#### [TASK STATEMENT]
Transcribe the records below in full; pictures stay out of the copy.
━━ DATA LISTING
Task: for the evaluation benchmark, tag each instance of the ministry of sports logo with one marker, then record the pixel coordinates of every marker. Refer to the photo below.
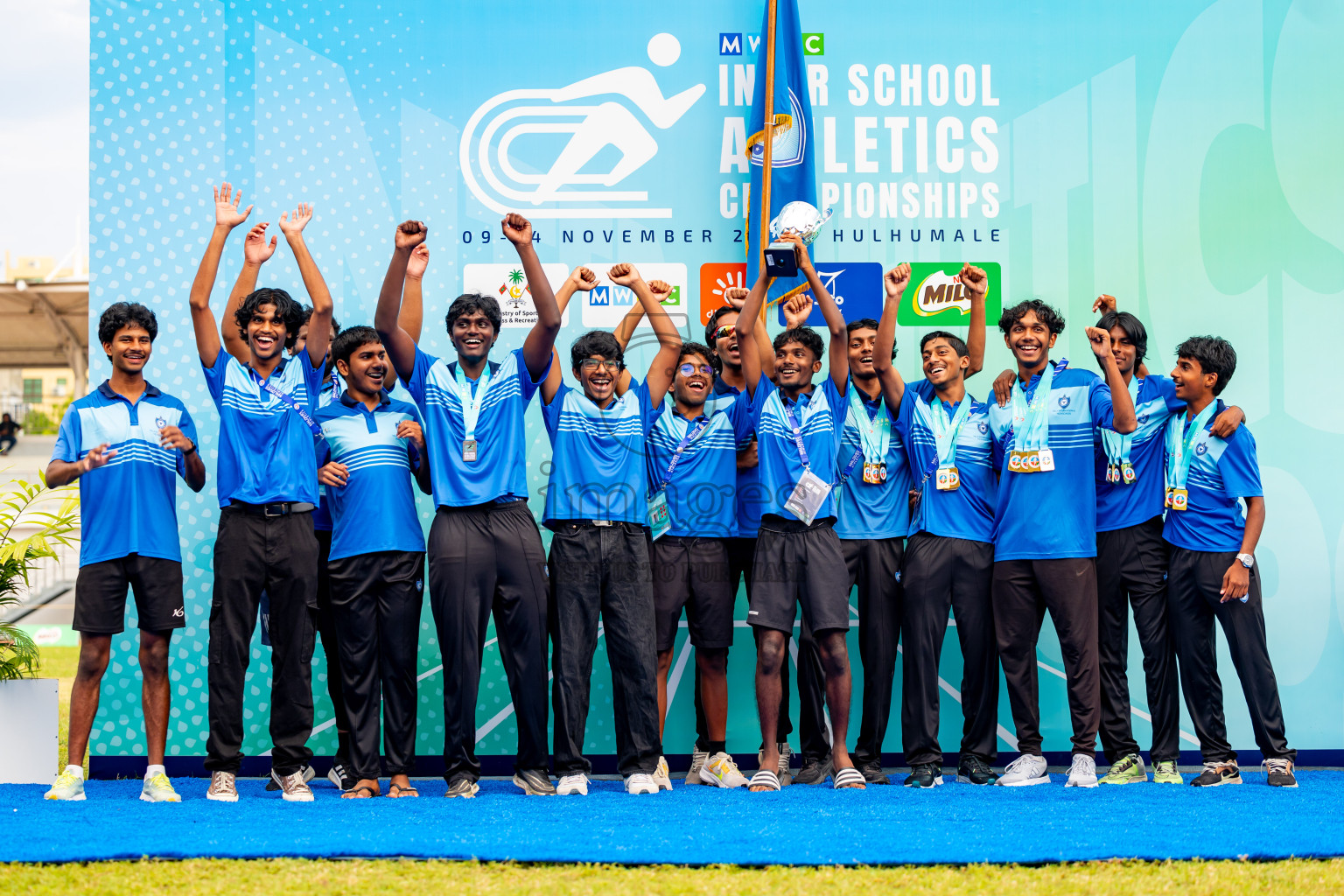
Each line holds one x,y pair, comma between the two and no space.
508,155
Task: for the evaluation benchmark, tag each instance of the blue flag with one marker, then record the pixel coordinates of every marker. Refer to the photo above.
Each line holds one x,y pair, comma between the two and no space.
794,175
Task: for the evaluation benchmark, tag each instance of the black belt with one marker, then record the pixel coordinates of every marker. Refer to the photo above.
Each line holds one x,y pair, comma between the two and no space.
275,508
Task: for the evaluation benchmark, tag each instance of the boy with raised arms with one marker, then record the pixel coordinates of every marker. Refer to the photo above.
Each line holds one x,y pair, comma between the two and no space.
268,489
1046,528
484,547
376,562
1213,572
949,556
127,442
799,557
597,504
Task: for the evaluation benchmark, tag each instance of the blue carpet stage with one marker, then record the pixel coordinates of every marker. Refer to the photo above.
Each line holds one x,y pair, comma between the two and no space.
694,825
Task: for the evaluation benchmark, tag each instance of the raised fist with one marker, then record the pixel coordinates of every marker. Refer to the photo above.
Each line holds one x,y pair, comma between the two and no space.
897,280
624,273
418,262
975,280
518,230
226,206
256,250
410,234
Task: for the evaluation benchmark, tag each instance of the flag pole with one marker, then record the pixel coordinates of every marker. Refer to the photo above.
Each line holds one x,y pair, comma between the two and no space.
767,120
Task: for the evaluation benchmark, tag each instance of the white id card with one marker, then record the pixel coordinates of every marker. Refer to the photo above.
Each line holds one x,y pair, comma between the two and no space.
808,496
659,517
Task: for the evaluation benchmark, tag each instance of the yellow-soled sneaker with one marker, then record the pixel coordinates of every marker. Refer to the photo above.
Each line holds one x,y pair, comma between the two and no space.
67,788
159,790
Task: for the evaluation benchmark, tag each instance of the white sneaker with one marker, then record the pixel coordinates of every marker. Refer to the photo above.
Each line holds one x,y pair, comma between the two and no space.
573,785
1026,770
662,777
697,760
722,771
640,783
1082,773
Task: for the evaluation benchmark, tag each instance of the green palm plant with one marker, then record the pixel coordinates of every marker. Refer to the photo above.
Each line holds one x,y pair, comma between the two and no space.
54,514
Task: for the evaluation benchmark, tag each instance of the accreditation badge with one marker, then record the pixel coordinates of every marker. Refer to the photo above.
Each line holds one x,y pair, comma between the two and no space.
660,520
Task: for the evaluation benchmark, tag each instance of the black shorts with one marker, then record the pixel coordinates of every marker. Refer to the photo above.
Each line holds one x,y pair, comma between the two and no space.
101,595
799,564
692,574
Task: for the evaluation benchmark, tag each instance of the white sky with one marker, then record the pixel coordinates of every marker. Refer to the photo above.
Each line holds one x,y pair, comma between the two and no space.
43,125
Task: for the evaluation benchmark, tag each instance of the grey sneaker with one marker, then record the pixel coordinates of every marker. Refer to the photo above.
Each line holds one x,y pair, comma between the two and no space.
463,786
534,782
1082,773
223,788
293,788
1025,770
697,760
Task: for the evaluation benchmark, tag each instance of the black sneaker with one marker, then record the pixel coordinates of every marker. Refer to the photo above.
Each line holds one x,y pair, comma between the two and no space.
534,782
927,774
973,770
872,773
273,783
814,771
340,774
1216,774
1280,773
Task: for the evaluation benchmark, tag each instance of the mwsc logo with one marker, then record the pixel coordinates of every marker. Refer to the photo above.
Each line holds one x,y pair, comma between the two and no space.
508,161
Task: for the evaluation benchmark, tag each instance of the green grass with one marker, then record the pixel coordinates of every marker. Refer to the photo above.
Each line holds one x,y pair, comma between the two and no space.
295,878
60,664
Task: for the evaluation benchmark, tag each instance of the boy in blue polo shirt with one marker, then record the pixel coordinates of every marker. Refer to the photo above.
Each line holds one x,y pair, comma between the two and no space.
1046,528
949,556
597,504
484,547
376,564
268,489
1213,570
799,557
125,442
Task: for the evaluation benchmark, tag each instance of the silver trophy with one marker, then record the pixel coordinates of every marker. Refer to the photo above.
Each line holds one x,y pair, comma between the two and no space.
804,220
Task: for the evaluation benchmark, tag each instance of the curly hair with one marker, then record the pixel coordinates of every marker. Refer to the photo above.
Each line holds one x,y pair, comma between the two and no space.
━━━━
#### [SOLVED PROBLEM]
Task: for the evaluation benchmark, tag each instance of the ministry of sports logo with one marker, then record the pixel coordinates of every marker. Refer to the photo below.
Each line holds one x,y pair, comma between the two and no space.
508,155
Task: for the evaluation benchmark, tag each instance of the blue flag with one marker, then record the pixel coordinates of every marker. Refer to the photo above.
Each line holds one x,y pair, comma between the two and no space.
794,175
Task: for the evaluation benchmark, tag each instance of the black belt with one marker, then record the pixel coordinates of every marker. Refer to the photo above.
Each line holds one x,y pair, comma between the two and no space.
275,508
Task: for the evaluation benchmark, tag each instance of the boy with raised arms with one marker, then record the pixel coordinates of every marker. Refer to the photo above.
Each line holds one x,y pair, comma between the two and no space.
268,489
1046,528
484,547
376,562
1213,572
949,556
127,442
799,557
597,504
Task: for the evaluation benchmark, tag each instance of the blue carpet stage with one marker, then record the pixel coordinates of every marker. Refer to the photo above.
Each line holds one x,y pair, comma between the two and no space.
694,825
Task: for the evaluation benchmark, tag each instance of the raised fist with one marker, then record the pixel coordinates of every marker. Refer to the photo above.
Each line holds one x,y pair, comma between the two and no space.
897,280
624,273
418,262
975,280
518,230
226,206
256,250
410,234
Task: for the evaluation benchmark, tag each instance of the flag pole with one marker, then record the pixel coordinates of every marker. Refer to the photo above.
Each line holds one x,y pair, comma between the two and no space.
767,120
Task: for the evaluation benchmark, tag each instance of the white id card with one marker, then record the pixel coordinates of every marker. Refer to the photo above.
Each line holds one x,y pair, comma between the two and no space.
808,496
659,517
Task: for the evaluation benchmark, tag each instance of the yellow-soled sneaker with one marker, then record the pixel coordinates of every marker. Refer to the photo above.
Each line holds one x,y pair, comma between the two and no space.
67,788
159,790
Task: for the evaluation benchmark, tag each instance of the white sneaker with one marker, then record the pixel coordinates of every marker. Refer to the photo above.
Each line holds one x,y pair, comma between the two and no space.
573,785
1026,770
662,777
697,760
722,771
640,783
1082,773
Task: for the evaluation benchmark, tag each instance of the green palm plant with one marker, then record the pixel coordinates of every marker. Refer to the photo above.
Each line holds one x,y pair, comma between the two and no space.
54,514
Task: for the evaluation benchmark, tag each instance of the accreditation badge with one marker, then record the pixel coordinates of every marker. Refer to the photo above.
Each line holds one x,y pair, comma between the two and no space.
660,520
Task: for the evaluation benchmark, tag each instance of the black shorts with one marker, then record the pixel coordinates of every marker. Refer to the photo above.
Each line holds one x,y pair, comma between the two and no space.
101,595
799,564
692,574
Task: for the evaluation benchmark, tag each instance of the white sky with one marker, then record the pixel coordinates of every marker. Refer to the photo above.
Each line holds one x,y pair, comma between the two and no space.
43,125
Task: for the evaluation benchmark, tag each instance of the grey sneaker with one marker, then record the pixel coordinates of every marker. Refer to the photo above.
Each line holds one x,y pair, comma between the two and no space.
463,786
534,782
1082,773
223,788
293,788
1025,770
697,760
Task: for the evaluation benchmark, tag each instance of the black sneaker with one marker, then record the pixel coordinates of every marker. Refer to the photo above.
Each line holds one x,y pair, comma between the two and no space.
534,782
927,774
973,770
872,773
273,783
814,771
340,774
1216,774
1280,773
Task: for the evaluation benchmark, tag each instance of the mwsc logo with one marker, then record the pixel coordinates of every marker. Refer to the photo above.
Each line holds one x,y pair, comma between the two and no space.
508,161
Task: for the evaluation benchmark, tag each instance of the green grass with one marker, then record the pixel coordinates of every marker. Refer to the photo above.
Each line holds one x,y pair, comma between the two and no space.
295,878
60,664
Task: for the evaluation benchmark, tag each instance of the boy in blue polo shirt with one marker, then record the pixel coordinates of every marker. Refer to the photo above.
Each line holds one x,y pair, comma between the two and no space.
1046,528
949,556
597,504
484,547
376,564
268,489
1213,570
799,557
125,442
Task: for the evaluation benchmark, tag each instance of the silver trophy with one marker, then record the pixel coordinates of every marker. Refer to the photo above.
Each line holds one x,y pair, comma between the two and no space.
804,220
Task: for the evaluation benchmark, tag each instance of the curly hair with one marker, then record the pixel coordinates of every marker. Refer to the photo above.
Each line holds one x,y pair, comma between the two and no space.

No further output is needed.